▸ **Data records**
───
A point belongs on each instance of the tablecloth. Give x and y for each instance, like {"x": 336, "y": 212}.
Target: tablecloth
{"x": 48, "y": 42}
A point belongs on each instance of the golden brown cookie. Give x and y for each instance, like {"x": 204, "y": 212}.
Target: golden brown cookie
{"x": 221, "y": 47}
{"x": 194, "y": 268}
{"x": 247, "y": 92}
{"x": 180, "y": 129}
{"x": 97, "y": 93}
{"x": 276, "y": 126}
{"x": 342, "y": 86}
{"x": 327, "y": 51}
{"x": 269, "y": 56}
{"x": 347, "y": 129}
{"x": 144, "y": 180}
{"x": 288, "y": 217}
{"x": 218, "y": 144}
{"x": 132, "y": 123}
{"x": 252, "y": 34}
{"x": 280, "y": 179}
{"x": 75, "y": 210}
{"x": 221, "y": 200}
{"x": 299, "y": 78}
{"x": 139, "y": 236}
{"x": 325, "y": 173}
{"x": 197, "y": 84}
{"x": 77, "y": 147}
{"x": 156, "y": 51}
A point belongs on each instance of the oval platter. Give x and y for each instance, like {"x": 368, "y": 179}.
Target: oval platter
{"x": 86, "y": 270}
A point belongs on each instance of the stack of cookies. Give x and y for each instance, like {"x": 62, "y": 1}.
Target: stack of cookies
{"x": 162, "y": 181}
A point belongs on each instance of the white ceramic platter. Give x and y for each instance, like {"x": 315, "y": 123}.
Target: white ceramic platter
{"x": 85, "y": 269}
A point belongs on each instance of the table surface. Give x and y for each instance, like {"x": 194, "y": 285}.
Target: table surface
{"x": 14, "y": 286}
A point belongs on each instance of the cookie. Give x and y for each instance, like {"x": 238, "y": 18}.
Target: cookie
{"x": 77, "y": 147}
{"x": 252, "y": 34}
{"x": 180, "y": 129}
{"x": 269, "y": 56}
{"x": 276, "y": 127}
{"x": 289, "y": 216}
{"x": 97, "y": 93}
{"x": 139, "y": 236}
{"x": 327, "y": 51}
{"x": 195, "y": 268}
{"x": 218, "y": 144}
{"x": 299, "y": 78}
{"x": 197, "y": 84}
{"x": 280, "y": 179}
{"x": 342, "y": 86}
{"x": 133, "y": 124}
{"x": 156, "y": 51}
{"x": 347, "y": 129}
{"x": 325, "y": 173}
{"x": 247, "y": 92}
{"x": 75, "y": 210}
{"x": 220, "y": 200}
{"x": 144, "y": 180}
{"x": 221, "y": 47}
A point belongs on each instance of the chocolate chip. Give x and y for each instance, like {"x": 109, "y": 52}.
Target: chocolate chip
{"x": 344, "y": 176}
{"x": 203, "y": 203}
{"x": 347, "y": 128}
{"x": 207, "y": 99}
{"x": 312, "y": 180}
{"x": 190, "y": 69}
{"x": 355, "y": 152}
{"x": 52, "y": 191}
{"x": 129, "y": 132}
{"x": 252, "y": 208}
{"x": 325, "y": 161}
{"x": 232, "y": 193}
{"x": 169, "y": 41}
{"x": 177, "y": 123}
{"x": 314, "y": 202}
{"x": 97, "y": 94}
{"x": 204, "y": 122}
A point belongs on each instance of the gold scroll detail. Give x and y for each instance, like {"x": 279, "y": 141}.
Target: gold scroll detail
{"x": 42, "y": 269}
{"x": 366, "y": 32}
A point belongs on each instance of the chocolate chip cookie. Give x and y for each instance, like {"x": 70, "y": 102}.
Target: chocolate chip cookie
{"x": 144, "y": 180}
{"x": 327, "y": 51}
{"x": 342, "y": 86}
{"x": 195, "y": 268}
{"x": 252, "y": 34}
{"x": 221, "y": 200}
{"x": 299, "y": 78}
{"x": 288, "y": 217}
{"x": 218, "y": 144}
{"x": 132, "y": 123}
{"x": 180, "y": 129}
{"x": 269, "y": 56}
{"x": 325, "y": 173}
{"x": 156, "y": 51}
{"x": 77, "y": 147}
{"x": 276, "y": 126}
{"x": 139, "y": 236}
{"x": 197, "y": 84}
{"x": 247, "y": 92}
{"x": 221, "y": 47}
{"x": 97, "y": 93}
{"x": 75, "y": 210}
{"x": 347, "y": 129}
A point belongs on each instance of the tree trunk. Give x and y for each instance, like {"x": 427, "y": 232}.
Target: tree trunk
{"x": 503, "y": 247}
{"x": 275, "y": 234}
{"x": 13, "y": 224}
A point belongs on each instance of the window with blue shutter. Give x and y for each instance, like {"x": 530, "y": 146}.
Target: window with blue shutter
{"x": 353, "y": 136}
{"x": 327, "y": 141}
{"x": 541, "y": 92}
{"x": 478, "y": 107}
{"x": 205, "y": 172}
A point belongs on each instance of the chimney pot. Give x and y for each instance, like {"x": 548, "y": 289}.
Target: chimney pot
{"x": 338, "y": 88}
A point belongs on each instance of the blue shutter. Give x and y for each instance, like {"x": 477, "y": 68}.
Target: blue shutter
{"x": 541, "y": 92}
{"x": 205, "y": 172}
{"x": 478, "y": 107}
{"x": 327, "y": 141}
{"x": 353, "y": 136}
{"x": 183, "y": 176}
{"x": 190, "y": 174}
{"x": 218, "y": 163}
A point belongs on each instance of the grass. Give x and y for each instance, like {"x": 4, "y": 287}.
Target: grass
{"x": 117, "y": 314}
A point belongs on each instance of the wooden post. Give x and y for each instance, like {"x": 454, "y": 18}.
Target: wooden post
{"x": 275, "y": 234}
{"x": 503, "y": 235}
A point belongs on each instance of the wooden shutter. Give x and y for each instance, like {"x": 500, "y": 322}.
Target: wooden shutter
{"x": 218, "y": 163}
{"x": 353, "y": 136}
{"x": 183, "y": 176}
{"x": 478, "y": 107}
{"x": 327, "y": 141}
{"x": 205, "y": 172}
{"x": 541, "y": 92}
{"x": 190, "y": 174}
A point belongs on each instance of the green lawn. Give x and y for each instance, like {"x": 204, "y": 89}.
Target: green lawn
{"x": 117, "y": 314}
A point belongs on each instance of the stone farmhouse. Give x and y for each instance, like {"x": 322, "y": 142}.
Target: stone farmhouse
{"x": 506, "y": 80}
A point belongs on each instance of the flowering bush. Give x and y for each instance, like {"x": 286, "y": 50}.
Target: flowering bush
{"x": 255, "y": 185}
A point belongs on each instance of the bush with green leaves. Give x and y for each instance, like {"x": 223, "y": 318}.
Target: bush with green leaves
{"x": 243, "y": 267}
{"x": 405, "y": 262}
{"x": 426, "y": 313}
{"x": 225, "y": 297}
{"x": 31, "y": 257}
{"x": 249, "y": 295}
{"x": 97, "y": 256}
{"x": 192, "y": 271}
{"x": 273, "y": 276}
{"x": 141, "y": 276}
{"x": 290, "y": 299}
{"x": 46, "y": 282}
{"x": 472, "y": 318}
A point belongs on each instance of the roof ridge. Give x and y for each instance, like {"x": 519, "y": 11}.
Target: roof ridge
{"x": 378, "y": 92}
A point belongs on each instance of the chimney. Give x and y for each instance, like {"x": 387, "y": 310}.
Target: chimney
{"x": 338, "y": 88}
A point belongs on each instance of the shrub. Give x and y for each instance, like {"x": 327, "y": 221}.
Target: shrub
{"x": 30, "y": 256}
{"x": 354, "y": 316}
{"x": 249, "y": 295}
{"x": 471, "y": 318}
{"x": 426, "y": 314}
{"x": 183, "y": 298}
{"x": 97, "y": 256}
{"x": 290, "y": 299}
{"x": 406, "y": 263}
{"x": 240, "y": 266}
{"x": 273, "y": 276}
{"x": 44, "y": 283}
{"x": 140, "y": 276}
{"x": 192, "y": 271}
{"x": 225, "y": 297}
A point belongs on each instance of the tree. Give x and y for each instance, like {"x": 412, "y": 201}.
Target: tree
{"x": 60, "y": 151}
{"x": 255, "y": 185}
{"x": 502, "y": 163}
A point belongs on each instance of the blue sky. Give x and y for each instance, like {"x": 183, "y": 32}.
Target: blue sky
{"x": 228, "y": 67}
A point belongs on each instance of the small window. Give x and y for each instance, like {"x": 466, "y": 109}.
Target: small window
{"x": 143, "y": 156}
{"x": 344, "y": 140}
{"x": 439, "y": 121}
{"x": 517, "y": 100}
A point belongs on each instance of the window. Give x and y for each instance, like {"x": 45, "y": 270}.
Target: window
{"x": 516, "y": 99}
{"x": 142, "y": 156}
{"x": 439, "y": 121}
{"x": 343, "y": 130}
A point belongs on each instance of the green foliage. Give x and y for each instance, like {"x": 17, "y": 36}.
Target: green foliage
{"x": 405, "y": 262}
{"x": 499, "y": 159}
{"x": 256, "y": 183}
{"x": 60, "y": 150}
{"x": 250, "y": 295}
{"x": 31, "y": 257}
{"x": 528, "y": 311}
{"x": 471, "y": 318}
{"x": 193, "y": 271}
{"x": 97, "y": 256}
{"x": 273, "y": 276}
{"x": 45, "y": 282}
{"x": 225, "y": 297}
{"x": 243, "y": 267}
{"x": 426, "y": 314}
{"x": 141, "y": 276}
───
▸ **Problem to solve**
Using the data above, extract exactly the lines from the one that holds "Target: stone farmhouse" to the one that holds "A point belongs on each instance of the bush", both ends included, and no others.

▸ **Exercise output**
Target: stone farmhouse
{"x": 506, "y": 80}
A point belongs on each instance of the flowering bush. Give x and y for each instance, like {"x": 286, "y": 50}.
Target: flowering bush
{"x": 255, "y": 185}
A point belongs on each instance of the bush with green leaves. Give x and y for each instance, like {"x": 223, "y": 318}.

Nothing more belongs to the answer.